--- TAREA ---
Prosigue el texto sobre el cuento del regreso de Virgilio Piñera a La Habana a partir de su última oración.
══ TEXTO ══
El cuentico es más o menos así: el escritor cubano Virgilio Piñera (claro que no dijo que es él), después de treinta años de muerto, regresa a caminar su ciudad: La Habana. Va a casa de Lezama a quien no encuentra. Entonces, se dispone a andar por la calles habaneras. Hago que camine de Centro Habana hasta El Vedado. Pasa por el cine Yara, donde los guapos habaneros gays, se reunen al entrar la noche. Ahí se prende de un mulato. Para ello me valgo de algunas citas de su propia poesía, aunque también me fue de gran utilidad un librito de Antón Arrufat sobre Piñera. El Piñera que retrato, sé que no es como realmente era. Aquí Piñera es tímido, la ciudad ha cambiado tanto que lo intimida. Por eso no se atreve a lanzárcele al mulatico. Piñera huye, quiere evitarlo y finalmente se conforma con apreciarlo y pasar a su lado. Por su parte el mulato ni siquiera a caido en la cuenta de que tiene pendiendo de un hilo a esa persona.
═══
══ MATERIAL PROPORCIONADO ══
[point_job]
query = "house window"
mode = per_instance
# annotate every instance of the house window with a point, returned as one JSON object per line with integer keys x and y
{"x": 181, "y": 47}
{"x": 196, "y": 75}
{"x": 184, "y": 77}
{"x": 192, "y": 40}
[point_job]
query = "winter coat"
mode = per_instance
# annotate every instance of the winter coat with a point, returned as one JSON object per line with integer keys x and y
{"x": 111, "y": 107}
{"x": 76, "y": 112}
═══
══ MATERIAL PROPORCIONADO ══
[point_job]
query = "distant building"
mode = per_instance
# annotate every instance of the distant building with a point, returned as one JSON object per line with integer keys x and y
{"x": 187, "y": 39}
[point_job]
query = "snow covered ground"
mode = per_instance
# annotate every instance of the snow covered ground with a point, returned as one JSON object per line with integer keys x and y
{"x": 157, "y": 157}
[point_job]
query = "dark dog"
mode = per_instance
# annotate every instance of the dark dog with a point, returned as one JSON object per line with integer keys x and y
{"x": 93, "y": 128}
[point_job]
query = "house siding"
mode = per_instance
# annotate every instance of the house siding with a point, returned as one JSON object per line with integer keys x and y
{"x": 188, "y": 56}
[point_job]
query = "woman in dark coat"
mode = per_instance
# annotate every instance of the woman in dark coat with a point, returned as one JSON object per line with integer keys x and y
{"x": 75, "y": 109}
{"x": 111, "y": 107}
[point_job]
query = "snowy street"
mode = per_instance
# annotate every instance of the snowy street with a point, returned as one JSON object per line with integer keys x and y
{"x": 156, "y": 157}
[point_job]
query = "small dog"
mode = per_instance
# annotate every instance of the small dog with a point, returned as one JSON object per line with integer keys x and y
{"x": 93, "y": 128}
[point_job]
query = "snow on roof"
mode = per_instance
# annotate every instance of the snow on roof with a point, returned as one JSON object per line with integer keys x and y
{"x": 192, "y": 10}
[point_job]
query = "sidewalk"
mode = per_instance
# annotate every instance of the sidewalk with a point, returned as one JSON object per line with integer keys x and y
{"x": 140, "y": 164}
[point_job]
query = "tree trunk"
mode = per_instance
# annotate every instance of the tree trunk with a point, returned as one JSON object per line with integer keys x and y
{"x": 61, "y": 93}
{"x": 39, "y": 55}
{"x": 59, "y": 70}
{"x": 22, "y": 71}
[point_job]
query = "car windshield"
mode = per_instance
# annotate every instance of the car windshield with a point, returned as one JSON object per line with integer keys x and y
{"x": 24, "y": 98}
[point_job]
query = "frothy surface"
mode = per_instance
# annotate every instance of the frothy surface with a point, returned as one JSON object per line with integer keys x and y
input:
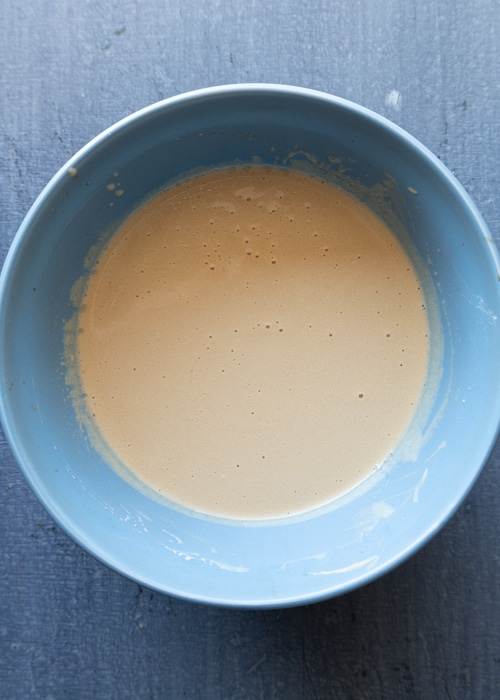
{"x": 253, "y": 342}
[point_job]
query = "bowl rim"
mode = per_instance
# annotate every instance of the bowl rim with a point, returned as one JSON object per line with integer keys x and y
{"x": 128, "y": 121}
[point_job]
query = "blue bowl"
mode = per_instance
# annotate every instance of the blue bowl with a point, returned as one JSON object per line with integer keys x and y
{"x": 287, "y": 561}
═══
--- RESPUESTA ESCRITA ---
Aparezco yo, o por mejor decir, aparece un narrador omnipresente que es el que va relatando todo. Hasta allí todo iba bien. De hecho creí el cuento estaba terminado. Sin embargo, la otra noche me asaltó una duda: para quien lo leyere, ¿el narrador no se confundiría?, esto es, el narrador bien podría ser el mulatico. Pero no de ninguna manera, al principio se dice que Yo (el narrador) está sentado ahí, en un escalinata del cine... ¡No es cierto! Eso no se dice. Bueno hay que decirlo. Ya. Listo. Sigue la angustia: no se le proporciona demasiada información al lector en la que se le diga que el narrador no es ni el mulatico, ni está sentado en las escalinatas del cine y que ahí, al pasar Piñera, se le ha escogido para ser el protagonista de esta historia.

Es claro que hay que darle más participación al narrador: que persiga y vaya relatando los pasos del protagonista. Eso sería ideal, pero tendría que reconstruir todo el texto. ¿Estoy dispuesto a hacerlo?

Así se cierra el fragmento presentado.